List each line in the records below that contains the string "metal".
========================================
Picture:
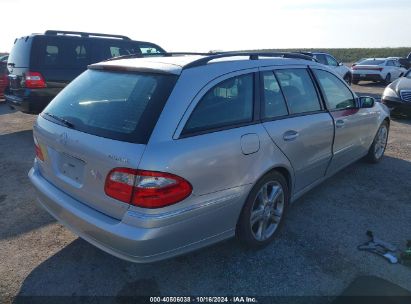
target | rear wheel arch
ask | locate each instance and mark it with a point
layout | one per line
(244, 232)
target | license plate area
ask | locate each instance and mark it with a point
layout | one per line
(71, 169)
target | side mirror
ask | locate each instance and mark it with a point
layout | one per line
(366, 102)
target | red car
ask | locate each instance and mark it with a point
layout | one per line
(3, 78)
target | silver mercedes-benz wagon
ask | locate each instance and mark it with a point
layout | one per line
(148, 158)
========================================
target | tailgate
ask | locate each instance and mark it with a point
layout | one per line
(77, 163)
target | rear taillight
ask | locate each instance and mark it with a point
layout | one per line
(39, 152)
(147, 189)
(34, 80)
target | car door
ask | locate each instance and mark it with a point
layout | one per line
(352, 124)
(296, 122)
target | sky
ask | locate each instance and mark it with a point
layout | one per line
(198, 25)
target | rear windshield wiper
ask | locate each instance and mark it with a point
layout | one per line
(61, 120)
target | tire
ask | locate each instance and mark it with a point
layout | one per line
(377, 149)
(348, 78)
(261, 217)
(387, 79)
========================================
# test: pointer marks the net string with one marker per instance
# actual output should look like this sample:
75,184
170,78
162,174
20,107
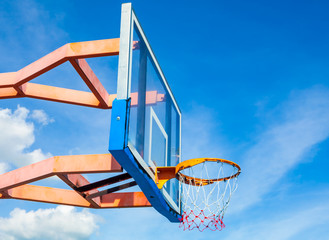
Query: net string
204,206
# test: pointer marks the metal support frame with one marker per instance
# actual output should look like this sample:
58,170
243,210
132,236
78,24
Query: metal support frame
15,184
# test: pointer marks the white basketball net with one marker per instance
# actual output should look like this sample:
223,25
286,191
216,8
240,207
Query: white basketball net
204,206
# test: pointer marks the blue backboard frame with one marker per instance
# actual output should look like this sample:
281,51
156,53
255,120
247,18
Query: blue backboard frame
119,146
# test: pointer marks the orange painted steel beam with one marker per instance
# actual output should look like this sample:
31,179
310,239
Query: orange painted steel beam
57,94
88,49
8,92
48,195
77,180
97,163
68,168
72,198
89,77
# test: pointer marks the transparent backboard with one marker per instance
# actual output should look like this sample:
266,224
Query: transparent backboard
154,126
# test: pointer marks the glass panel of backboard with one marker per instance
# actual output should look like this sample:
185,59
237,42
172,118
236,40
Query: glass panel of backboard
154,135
========================================
**Expected answer**
# test: pointer marks the metal support frame with one marker per instance
Query: metal support frame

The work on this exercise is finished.